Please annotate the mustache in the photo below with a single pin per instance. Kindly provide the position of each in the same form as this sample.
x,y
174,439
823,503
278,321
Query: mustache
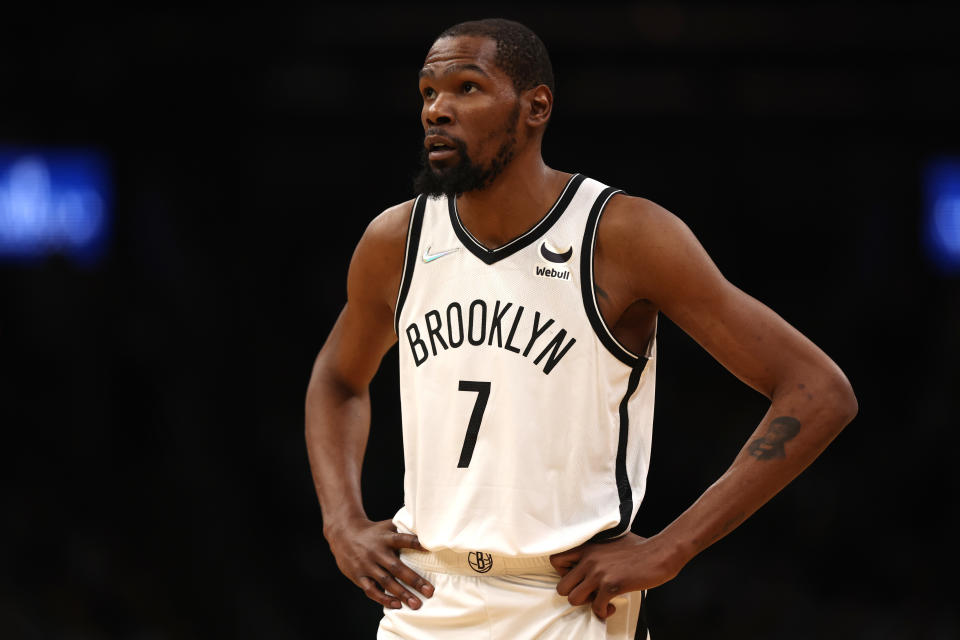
x,y
437,131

### Requirement:
Rewrite the listing, replacing "pin" with "marker" and keeping everything else unchanged. Leave the picture out.

### Result of this exercise:
Please annotate the mustache in the photo below with a single marker per instance. Kindly provide the position of each in the same form as this sample.
x,y
174,439
823,503
278,321
Query: mustache
x,y
437,131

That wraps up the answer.